**Fragmento:**
Por Ivy Goldstein
Sophie, quien ahora tiene 26 años, tenía solo 12 horas de nacida cuando un pediatra llegó junto a mi cama y dijo algo que me sonó a “bla bla bla, cardiólogo” y “bla bla bla, genetista”. Nada podía haberme preparado para el impacto y el dolor de esas palabras: ni mis seis meses de descanso en cama o las cuatro admisiones hospitalarias durante mi embarazo, ni escuchar “tiene demasiado líquido amniótico” a las 28 semanas, ni las inquietantes e intermitentes premoniciones a lo largo de mi embarazo de que algo no estaba bien; ni siquiera el comportamiento peculiar y distante de las enfermeras en las horas siguientes al parto.
En lo primero que pensé fue en mi hijo de tres años y en cómo el tener una hermana con una discapacidad afectaría su vida. Su exuberante alegría cuando conoció a Sophie por primera vez es el único recuerdo alegre que guardo de la llegada de mi pequeña.
La mañana siguiente, un cardiólogo fue a verme a mi cama para explicarme el estado en el que se encontraba el corazón de Sophie. Tenía una válvula pulmonar rígida y un par de pequeños agujeros, que probablemente se cerrarían por sí solos. El pronóstico era bueno. El cardiólogo me dio esperanzas, a tal grado que le pregunté sobre la posibilidad de tener nietos. Me aseguró que, basándose en el estado cardiaco de Sophie, posiblemente podría tener hijos y convertirme en abuela algún día.
El alivio que me brindó el cardiólogo se desvaneció rápidamente al día siguiente. Un genetista (alias Genetista #1) vino a verme con una noticia ensombrecedora y (algo casi tan grave para mí) una actitud sumamente fría. No podía comprender lo que me decía. Me soltó una letanía de las características físicas de Sophie que estaban fuera del rango “normal”: sus orejas estaban enroscadas y más abajo de lo usual; su puente nasal era demasiado ancho; sus ojos estaban demasiado separados; el espacio debajo de la nariz y encima del labio superior era demasiado pequeño; no tenía huellas dactilares y tenía una apariencia “como de pájaro” (sí, esas fueron sus palabras).
El Genetista #1 parecía convencido de que Sophie tenía uno o dos síndromes. Ambos incluían discapacidades intelectuales de moderadas a severas (aunque él usó el viejo término, la palabra que empieza con “r” que ha sido prohibida por la ley). El corazón me dio un vuelco.

**Lista de actividades:**
1. Transcribe todo el relato desde "El Genetista #1" hasta "dio un vuelco.".
2. Responde según el relato:
(a) ¿Cuántas horas de nacida tenía Sophie cuando el pediatra llegó junto a la cama?
(b) ¿Qué edad tenía el hijo de quien narra?
(c) ¿Qué válvula del corazón de Sophie estaba rígida?
3. ¿Cómo seguiría el relato sobre el nacimiento de Sophie? Continúalo a partir de donde termina.
Las entradas que vienen después no son necesarias.

**Entradas mostradas:**
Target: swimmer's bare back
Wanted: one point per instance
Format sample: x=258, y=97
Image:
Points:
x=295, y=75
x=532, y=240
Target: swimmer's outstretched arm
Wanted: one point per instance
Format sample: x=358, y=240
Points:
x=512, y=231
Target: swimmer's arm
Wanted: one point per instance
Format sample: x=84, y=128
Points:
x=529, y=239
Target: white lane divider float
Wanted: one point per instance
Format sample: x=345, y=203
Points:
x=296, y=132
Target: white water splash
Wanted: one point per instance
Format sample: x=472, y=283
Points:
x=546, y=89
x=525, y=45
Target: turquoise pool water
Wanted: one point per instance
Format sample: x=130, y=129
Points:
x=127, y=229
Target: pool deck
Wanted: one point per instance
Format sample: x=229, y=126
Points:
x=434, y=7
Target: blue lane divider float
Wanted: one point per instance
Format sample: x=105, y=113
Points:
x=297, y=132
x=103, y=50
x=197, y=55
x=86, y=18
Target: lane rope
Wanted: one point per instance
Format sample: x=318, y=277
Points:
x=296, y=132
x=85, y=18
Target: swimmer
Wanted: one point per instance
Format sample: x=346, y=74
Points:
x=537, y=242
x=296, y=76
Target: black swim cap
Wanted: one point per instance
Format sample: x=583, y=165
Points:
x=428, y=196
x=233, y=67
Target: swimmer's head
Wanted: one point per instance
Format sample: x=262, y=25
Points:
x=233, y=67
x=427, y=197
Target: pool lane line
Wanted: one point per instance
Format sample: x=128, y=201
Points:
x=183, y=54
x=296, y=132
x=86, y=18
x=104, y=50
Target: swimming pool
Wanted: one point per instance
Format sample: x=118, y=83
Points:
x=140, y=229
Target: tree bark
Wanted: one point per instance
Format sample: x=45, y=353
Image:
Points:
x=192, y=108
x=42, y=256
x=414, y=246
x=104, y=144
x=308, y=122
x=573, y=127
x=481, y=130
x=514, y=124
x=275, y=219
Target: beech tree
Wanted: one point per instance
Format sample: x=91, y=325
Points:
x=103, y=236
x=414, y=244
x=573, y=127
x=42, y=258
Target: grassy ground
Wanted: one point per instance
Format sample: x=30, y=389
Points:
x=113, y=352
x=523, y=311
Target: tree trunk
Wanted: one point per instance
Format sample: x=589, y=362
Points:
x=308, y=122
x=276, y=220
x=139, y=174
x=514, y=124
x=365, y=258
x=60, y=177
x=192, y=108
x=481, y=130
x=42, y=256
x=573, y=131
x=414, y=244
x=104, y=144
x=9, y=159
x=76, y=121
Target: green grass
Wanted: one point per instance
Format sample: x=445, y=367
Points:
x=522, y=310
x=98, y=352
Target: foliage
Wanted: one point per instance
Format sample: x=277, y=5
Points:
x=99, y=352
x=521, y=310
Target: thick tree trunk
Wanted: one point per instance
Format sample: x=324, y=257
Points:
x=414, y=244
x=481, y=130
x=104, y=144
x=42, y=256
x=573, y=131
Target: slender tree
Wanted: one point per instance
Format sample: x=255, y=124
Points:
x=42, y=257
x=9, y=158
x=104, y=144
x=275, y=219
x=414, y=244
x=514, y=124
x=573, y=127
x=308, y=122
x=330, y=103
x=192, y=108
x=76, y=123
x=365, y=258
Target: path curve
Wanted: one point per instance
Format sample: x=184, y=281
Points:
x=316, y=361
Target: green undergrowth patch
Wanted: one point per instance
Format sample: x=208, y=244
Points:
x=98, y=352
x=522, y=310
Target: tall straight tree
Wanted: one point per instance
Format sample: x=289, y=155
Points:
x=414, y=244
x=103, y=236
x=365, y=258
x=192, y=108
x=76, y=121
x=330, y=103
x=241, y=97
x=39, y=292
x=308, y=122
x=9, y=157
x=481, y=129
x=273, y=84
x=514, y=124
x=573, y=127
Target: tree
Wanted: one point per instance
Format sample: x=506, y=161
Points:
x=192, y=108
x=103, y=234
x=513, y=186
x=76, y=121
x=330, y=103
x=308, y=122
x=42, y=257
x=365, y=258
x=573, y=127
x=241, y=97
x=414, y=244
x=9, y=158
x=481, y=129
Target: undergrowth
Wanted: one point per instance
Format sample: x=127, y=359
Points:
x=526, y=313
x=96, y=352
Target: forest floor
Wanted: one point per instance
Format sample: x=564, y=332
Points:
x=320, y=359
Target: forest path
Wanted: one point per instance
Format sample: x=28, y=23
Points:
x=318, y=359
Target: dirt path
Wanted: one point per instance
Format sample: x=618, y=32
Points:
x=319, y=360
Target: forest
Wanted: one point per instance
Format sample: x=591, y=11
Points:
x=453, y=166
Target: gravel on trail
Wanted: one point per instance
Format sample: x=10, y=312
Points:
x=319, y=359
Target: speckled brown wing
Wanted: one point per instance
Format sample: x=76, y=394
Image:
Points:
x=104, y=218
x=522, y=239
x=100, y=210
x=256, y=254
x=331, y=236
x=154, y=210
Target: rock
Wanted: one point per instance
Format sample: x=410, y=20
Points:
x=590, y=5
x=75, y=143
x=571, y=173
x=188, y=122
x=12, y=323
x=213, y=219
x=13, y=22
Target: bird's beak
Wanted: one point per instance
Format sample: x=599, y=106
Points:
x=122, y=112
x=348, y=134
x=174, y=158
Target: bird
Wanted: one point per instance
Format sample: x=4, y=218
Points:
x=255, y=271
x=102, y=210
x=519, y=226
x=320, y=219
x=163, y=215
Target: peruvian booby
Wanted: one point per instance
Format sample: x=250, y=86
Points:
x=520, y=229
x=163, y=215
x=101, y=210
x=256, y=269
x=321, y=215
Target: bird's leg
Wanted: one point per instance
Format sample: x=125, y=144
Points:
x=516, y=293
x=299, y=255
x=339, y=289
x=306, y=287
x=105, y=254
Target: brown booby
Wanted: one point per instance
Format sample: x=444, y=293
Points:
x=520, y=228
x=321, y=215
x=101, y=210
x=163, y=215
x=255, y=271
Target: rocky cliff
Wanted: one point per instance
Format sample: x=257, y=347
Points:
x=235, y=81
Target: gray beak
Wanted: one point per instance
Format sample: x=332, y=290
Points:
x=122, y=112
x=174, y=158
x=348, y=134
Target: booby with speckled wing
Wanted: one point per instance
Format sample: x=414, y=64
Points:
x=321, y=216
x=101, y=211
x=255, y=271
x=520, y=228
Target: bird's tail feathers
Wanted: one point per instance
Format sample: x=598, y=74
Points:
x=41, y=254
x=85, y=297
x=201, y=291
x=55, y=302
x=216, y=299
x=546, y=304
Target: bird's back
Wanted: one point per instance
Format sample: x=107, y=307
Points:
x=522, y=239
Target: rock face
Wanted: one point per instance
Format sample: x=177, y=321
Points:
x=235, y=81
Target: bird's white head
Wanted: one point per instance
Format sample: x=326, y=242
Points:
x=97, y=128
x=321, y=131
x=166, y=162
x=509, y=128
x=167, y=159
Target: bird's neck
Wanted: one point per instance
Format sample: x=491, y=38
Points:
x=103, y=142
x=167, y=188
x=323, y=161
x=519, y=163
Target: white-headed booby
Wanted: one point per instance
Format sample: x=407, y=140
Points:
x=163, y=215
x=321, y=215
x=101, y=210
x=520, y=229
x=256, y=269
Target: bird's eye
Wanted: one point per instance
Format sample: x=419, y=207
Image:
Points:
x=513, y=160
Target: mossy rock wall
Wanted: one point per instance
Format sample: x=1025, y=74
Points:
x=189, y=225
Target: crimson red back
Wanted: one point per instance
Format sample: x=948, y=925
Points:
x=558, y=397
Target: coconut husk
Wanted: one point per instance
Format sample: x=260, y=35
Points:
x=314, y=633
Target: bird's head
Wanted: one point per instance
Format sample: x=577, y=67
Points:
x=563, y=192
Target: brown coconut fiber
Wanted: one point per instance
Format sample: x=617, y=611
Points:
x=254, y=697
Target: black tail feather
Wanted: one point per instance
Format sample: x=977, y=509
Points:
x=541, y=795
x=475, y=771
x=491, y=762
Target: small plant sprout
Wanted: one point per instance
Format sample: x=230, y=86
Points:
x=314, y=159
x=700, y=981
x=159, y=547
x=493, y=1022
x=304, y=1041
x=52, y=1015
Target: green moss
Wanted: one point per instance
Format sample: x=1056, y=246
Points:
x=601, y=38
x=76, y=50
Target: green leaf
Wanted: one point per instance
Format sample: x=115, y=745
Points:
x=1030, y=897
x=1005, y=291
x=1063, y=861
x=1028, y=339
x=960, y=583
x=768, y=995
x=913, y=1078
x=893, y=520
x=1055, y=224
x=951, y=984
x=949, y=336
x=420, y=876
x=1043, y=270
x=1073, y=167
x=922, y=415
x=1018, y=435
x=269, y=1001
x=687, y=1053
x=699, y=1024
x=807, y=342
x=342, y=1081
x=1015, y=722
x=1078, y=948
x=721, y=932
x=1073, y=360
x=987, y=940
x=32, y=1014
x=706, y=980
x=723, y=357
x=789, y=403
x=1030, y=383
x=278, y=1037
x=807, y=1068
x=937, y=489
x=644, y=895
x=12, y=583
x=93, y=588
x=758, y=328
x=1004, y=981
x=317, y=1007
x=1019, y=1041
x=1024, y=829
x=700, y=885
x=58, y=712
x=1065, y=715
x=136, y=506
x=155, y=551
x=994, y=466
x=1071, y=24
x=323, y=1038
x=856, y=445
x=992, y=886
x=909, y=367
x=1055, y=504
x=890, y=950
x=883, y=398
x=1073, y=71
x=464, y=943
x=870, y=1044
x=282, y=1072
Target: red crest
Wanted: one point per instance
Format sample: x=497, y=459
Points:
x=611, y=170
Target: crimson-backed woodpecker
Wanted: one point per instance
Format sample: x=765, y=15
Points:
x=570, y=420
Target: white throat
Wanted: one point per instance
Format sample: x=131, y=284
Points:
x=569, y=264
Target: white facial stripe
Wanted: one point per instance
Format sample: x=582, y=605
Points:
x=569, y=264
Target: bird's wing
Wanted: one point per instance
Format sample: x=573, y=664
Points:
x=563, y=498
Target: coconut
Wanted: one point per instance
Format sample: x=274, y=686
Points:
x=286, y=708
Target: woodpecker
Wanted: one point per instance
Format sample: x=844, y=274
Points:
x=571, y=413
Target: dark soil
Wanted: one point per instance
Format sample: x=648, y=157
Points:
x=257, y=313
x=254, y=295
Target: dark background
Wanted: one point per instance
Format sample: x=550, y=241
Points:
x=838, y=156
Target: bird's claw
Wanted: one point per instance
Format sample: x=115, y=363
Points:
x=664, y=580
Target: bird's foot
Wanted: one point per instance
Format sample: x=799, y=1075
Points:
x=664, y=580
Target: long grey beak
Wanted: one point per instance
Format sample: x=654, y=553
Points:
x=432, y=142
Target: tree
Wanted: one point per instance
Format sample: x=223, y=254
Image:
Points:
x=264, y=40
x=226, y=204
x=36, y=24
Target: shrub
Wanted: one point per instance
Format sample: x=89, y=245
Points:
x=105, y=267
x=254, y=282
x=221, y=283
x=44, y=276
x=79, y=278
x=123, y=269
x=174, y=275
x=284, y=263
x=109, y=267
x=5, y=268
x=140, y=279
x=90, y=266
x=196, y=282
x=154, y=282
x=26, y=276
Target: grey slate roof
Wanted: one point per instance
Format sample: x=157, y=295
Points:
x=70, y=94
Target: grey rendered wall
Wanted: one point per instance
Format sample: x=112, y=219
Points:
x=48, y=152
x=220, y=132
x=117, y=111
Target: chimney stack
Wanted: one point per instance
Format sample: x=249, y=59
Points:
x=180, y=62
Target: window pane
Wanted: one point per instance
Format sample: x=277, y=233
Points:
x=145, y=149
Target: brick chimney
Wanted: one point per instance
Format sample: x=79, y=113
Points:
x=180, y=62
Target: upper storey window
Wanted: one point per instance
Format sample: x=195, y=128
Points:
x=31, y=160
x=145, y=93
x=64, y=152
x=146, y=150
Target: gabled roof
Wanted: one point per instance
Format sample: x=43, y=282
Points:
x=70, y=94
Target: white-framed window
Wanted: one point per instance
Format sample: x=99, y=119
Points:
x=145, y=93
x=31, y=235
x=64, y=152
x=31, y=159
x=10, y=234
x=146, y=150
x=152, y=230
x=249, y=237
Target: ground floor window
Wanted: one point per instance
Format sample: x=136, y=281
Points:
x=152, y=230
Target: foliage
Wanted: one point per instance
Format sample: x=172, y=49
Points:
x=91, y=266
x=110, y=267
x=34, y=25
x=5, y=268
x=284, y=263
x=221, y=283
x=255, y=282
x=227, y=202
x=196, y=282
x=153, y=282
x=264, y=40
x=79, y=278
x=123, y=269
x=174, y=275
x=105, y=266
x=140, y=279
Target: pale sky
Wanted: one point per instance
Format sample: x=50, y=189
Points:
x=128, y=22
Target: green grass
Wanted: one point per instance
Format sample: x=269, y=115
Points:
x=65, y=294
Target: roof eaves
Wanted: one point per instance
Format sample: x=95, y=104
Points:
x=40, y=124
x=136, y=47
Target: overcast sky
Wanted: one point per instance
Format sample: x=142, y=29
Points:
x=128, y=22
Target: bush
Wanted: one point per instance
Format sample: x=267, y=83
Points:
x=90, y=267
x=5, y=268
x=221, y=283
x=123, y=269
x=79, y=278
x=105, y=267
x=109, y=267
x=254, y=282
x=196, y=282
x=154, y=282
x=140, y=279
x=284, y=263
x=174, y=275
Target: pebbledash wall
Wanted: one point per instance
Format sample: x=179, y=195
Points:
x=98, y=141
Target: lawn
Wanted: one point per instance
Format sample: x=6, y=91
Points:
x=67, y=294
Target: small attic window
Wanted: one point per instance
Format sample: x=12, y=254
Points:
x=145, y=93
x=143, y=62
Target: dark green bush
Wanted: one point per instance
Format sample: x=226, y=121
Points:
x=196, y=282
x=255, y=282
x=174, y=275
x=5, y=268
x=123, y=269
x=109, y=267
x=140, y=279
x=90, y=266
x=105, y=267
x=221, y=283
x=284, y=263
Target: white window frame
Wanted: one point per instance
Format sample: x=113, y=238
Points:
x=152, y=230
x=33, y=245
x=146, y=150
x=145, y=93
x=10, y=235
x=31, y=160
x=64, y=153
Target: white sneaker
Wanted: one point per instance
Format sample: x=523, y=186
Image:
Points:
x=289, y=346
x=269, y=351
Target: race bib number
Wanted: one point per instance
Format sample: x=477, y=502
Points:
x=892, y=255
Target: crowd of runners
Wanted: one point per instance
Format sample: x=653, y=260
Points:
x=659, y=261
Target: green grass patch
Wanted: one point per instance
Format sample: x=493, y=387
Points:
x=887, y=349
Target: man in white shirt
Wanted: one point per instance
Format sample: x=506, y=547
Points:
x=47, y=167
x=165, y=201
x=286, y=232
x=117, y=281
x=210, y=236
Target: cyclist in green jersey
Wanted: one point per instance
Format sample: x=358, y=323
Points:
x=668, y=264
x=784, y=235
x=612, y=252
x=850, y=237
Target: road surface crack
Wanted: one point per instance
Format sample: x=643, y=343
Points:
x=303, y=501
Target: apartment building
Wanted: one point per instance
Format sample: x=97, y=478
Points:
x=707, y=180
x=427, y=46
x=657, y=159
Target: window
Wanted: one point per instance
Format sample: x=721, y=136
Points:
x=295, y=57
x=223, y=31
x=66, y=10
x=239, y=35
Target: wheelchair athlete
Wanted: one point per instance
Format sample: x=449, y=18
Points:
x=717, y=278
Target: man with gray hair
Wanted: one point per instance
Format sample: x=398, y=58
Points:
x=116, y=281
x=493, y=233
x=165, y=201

**Respuestas dadas:**
1.
El Genetista #1 parecía convencido de que Sophie tenía uno o dos síndromes. Ambos incluían discapacidades intelectuales de moderadas a severas (aunque él usó el viejo término, la palabra que empieza con “r” que ha sido prohibida por la ley). El corazón me dio un vuelco.

2.
(a) 12 horas.
(b) Tres años.
(c) La válvula pulmonar.

3.
Se ordenaron pruebas genéticas para Sophie. Esperamos los resultados durante semanas. Fue un gran alivio recibirlos finalmente y comprobar que el Genetista #1 estaba equivocado. Las pruebas de Sophie salieron “normales”. Para entonces, y por recomendación de un amigo médico, Sophie ya había visto al Genetista #2. Aunque aún había mucha preocupación, el Genetista #2 no ordenó más pruebas genéticas, sino que le dio seguimiento a Sophie por muchos meses.
Sin tener aún respuestas o, al menos, pistas, Sophie fue entonces referida al Genetista #3. Empezamos a asistir a sus clínicas varias veces al año. El Genetista #3 examinaba a Sophie, notaba su progreso (y valía la pena ir solo para escuchar sus noticias alentadoras), compartía su hipótesis del momento y ordenaba más pruebas genéticas. Para ese momento, aunque tenía un retraso significativo en el desarrollo y estaba recibiendo múltiples terapias, Sophie era una bebé extremadamente feliz.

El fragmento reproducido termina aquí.